Text section:
In 1999, after leaving the Navy, June joined the University of Pennsylvania. His wife, who’d been diagnosed with ovarian cancer, died two years later, leaving three young children. “I had not known what it was like to be on the other side of the bed,” he recalls. Watching her suffer through grueling but futile chemotherapy, followed by an unsuccessful bone-marrow transplant, he resolved to focus on finding better cancer treatments. He started with leukemia—a family of diseases in which mutant white blood cells proliferate in the marrow.
Cancer is highly skilled at slipping through the immune system’s defenses. T cells, for example, detect pathogens by latching onto them with receptors designed to recognize foreign proteins. Leukemia cells evade detection, in part, by masquerading as normal white blood cells—that is, as part of the immune system itself.
June planned to use a viral vector no one had tried before: HIV.
To June, chimeric antigen receptor (CAR) T cells looked like a promising tool for unmasking and destroying the impostors. Developed in the early ’90s, these cells could be programmed to identify a target protein, and to kill any pathogen that displayed it. To do the programming, you spliced together snippets of DNA and inserted them into a disabled virus. Next, you removed some of the patient’s T cells and infected them with the virus, which genetically hijacked its new hosts—instructing them to find and slay the patient’s particular type of cancer cells. When the T cells multiplied, their descendants carried the new genetic code. You then infused those modified cells into the patient, where they went to war against their designated enemy.
Or that’s what happened in theory. Many scientists had tried to develop therapies using CAR-T cells, but none had succeeded. Although the technique worked in lab animals, the cells either died out or lost their potency in humans.
But June had the advantage of his years nurturing T cells for AIDS patients, as well as the technology he’d developed with Levine (who’d followed him to Penn with other team members). He also planned to use a viral vector no one had tried before: HIV, which had evolved to thrive in human T cells and could be altered to avoid causing disease. By the summer of 2010, he was ready to test CAR-T therapy against chronic lymphocytic leukemia (CLL), the most common form of the disease in adults.

Given records:

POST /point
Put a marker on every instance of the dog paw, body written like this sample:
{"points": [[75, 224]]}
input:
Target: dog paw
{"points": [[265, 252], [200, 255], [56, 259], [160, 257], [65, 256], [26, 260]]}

Brief:
Reproduce the stretch of the cancer-treatment passage from "June planned to" through "their designated enemy.".

Worked solution:
June planned to use a viral vector no one had tried before: HIV.
To June, chimeric antigen receptor (CAR) T cells looked like a promising tool for unmasking and destroying the impostors. Developed in the early ’90s, these cells could be programmed to identify a target protein, and to kill any pathogen that displayed it. To do the programming, you spliced together snippets of DNA and inserted them into a disabled virus. Next, you removed some of the patient’s T cells and infected them with the virus, which genetically hijacked its new hosts—instructing them to find and slay the patient’s particular type of cancer cells. When the T cells multiplied, their descendants carried the new genetic code. You then infused those modified cells into the patient, where they went to war against their designated enemy.